--- TEXT SEGMENT Enclosed Below ---

Skiing for Blephros


Posted by Jaelline Jaffe , Dec 14,2001,04:48   Archive
Just thought I'd share some info with any of you who either used to ski or would like to learn. When one of my friends said I should go skiing with her last season, I couldn't imagine how I'd do such a thing -- glare, eyes closing, holding up an eyelid with one hand ... what about those poles?!

Well, she has a different kind of eye problem, some rare congenital disorder, and she has been skiing (and bike riding and kayaking) for years. She goes with an organization called DSUSA (Disabled Sports USA). There are two chapters in So.Calif - the Unrecables in LA and the Achievers in OC. Membership is very inexpensive (I think it was less than $40 for the year). The groups have volunteer instructors. We arranged carpools to get up to Mammoth (no way can I drive that far anymore) and got rooms as a group in a condo (also very inexpensive). Under the Americans with Disabilities Act, the ski resorts have to provide for all sorts of people with special needs. So it turns out there are actually a few perks to this condition!

--- End of Enclosed TEXT SEGMENT ---
--- DATASET EXTRACT Enclosed Below ---

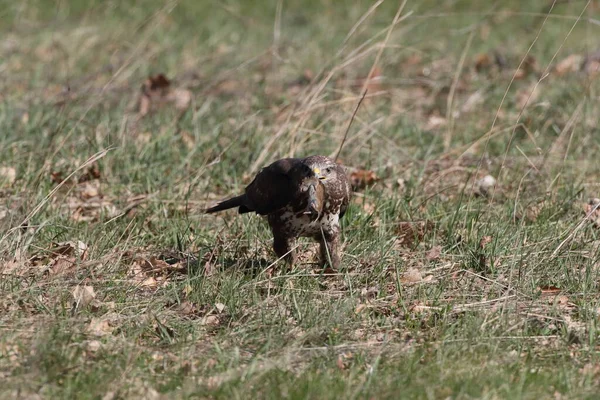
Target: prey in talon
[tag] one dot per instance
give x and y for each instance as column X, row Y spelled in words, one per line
column 300, row 197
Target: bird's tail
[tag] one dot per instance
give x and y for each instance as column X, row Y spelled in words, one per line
column 237, row 201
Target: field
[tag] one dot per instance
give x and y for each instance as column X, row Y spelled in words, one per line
column 471, row 251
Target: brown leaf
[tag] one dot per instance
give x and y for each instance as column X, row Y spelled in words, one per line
column 362, row 178
column 413, row 232
column 526, row 96
column 157, row 91
column 434, row 253
column 591, row 64
column 99, row 327
column 211, row 320
column 485, row 241
column 549, row 290
column 482, row 61
column 592, row 211
column 340, row 363
column 412, row 275
column 435, row 122
column 181, row 98
column 528, row 67
column 569, row 64
column 83, row 296
column 8, row 175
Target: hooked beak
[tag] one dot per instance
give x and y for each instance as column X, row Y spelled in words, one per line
column 317, row 172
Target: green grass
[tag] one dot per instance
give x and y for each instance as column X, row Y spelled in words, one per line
column 508, row 305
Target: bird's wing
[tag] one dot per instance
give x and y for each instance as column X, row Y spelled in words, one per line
column 272, row 188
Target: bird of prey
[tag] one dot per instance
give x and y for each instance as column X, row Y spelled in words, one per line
column 300, row 197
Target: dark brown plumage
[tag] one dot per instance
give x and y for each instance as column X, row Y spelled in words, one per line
column 300, row 197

--- End of Enclosed DATASET EXTRACT ---

**COMPLETE THE FOLLOWING**
(a) In the skiing post, what is the full name of the organization the friend skis with?
(b) List every activity the skiing post says the friend has been doing for years.
(c) Output the part of the skiing post between "Posted by Jaelline" and "about those poles?!", inclusive.
The data comes from a separate source.

**OUTPUTS BY TASK**
(a) Disabled Sports USA (DSUSA)

(b) skiing, bike riding, kayaking

(c)
Posted by Jaelline Jaffe , Dec 14,2001,04:48   Archive
Just thought I'd share some info with any of you who either used to ski or would like to learn. When one of my friends said I should go skiing with her last season, I couldn't imagine how I'd do such a thing -- glare, eyes closing, holding up an eyelid with one hand ... what about those poles?!